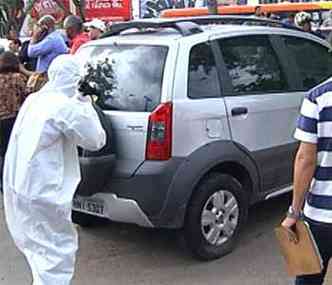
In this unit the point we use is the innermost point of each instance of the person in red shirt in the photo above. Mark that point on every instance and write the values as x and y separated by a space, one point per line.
74 30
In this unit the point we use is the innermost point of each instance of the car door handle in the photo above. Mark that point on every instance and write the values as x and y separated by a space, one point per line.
239 111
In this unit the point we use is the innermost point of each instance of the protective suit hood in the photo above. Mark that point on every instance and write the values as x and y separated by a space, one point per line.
63 76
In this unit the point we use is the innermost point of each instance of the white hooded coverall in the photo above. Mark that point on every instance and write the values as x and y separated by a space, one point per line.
41 172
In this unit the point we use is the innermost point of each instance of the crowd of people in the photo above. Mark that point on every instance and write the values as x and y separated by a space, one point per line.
23 69
43 120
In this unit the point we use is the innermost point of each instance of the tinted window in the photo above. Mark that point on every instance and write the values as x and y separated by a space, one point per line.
252 65
203 79
128 77
313 60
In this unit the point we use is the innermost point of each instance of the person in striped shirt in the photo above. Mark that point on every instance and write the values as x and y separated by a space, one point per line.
313 174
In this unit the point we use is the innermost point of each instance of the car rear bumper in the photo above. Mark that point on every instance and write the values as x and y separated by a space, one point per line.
138 199
116 209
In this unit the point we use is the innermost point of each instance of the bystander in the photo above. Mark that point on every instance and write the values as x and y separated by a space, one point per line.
46 43
74 30
96 28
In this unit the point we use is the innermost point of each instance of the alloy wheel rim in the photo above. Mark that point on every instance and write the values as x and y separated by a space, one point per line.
220 217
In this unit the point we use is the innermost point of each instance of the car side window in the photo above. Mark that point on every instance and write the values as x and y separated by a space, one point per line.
313 60
253 65
203 81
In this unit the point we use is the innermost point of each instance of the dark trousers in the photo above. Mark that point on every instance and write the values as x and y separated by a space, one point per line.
6 127
322 233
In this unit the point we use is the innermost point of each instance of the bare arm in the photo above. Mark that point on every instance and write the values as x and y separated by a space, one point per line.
304 169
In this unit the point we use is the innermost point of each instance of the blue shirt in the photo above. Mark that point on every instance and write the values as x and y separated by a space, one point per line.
315 126
48 49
*-*-*
§ **Task directions**: Give every entry again as it is, dropping its pictures.

§ **Completed exercise**:
In this unit the point we use is the innermost point of each instance of the person in red shirt in the photo above. Mark that point on every instance and write the values as x and y separated by a space, one point per line.
74 30
In this unit the point we use is the innermost point of each instance of the car door handle in the photo above. Mark that point on every instance and write the values as x and y separated by a space, one point per line.
239 111
In this unit the point we use is the innermost point of each instance of the protective suit hood in the photo above. Mark that point on every instance and write the values as x and y separated by a space, one point per line.
63 76
In this unit the point we use is the innermost point of each instance of the white hooded coverall in the photo above. Mark that point on every instance and write the values as x and y separated by a space, one point per line.
41 172
In this unit the point we use is the innermost point of each instance of the crowd of people in the photo above. Mark that point on every instance and write the values as x and y separated by a space, one point per line.
23 69
43 120
In this unit the point we use is the innermost point of each instance of the tinted window in the photo above. Mark that point on every instance and write the values as x and y separated by a space, one point per line.
252 65
203 79
128 77
313 60
In this unit the point we use is the innermost point of each instance of the person in striped shirt in the photo above. Mark that point on every instance and write the values as x and y separated by a space, one point per line.
313 174
In this unit the point we use is the innermost point of each instance of the car rear bumper in the photo above. Mark that point on every instance and write the values as x and y separated by a space, one point per line.
138 199
116 209
In this unit the point we use is the innermost point of each instance of the bystander in the photo above. Mark that point on every instance and write the values as x and y separated by a space, one point per line.
46 43
74 30
96 28
In this unit the point we use is the innermost point of each instance of the alloy wheel rim in the photo above. Mark that point on every instance and write the values as x and y separated by a space, one point per line.
220 217
In this unit the point we use is the innermost point of each instance of the car side window in the photo above. Mark that point on every instance and write the values as x and y separated by a space, one point per line.
313 60
253 65
203 81
In this unit the point we use is the innermost point of each instance of the dark trousers in the photo above. Mark that point on every instance and write the values as x and y separated by a space, one point per line.
6 127
322 233
In this unit the point we use is the innermost point of each instance of the bare arm in the photo above. Mark that point on every instance and write the values as x and y separated by a space, one point per line.
304 169
In this unit the point we use is the innermost point of each instance of the blue shirt in the photo above. Mark that point on every instance and write the values as x and y separated by a space, one point per line.
315 126
48 49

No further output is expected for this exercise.